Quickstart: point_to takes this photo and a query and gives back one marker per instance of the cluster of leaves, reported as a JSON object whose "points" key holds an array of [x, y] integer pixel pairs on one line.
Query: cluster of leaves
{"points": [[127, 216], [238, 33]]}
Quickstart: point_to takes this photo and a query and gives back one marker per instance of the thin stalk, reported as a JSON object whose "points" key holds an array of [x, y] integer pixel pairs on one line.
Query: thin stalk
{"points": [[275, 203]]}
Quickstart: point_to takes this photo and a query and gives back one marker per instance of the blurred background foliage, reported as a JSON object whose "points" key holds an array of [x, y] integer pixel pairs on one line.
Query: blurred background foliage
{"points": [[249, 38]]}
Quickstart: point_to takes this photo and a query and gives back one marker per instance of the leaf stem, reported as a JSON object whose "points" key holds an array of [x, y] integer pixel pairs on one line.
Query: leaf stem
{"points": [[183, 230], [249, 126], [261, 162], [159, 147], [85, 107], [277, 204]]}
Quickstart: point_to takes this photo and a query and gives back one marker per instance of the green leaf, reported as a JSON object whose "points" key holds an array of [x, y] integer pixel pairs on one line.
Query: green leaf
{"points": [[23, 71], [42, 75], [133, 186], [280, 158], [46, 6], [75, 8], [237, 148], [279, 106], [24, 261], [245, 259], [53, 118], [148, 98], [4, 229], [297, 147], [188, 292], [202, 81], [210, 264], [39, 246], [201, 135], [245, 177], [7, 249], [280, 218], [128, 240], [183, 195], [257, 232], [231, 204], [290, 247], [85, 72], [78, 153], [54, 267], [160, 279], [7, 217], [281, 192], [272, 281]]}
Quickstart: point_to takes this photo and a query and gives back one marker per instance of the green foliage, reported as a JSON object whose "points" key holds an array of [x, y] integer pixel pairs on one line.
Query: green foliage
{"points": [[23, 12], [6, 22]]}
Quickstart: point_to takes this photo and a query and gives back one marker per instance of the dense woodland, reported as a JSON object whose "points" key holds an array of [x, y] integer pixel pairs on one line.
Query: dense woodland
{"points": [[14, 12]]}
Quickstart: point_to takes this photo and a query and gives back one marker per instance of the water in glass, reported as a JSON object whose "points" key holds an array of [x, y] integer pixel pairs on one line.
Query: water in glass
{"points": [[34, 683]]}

• Task directions:
Format everything from the line containing "of the dense" down to the last line of the rows, both included, as a numbered list, omitting any blank lines.

• Task response:
1. Quickstart: point_to takes this photo and a query and gives back one marker per instance of the dense woodland, reported as a JSON object whose "points" key holds an array of [x, y] integer pixel pairs on one line.
2. Query: dense woodland
3. {"points": [[14, 12]]}
4. Quickstart: point_to takes this photo and a query and gives back one marker per instance of the water in glass, reported as a JSON object whose "points" key holds an array of [x, y] integer pixel pairs on one line.
5. Query: water in glass
6. {"points": [[34, 683]]}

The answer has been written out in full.